* begin Exercise materials *
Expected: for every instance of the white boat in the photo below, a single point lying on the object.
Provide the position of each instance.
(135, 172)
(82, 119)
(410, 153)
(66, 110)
* end Exercise materials *
Take the entries above and transcribe them in full.

Expected: for every instance of the white boat in the photo below, a single point lying on the object.
Provide the position of each instance.
(135, 172)
(82, 119)
(410, 153)
(66, 110)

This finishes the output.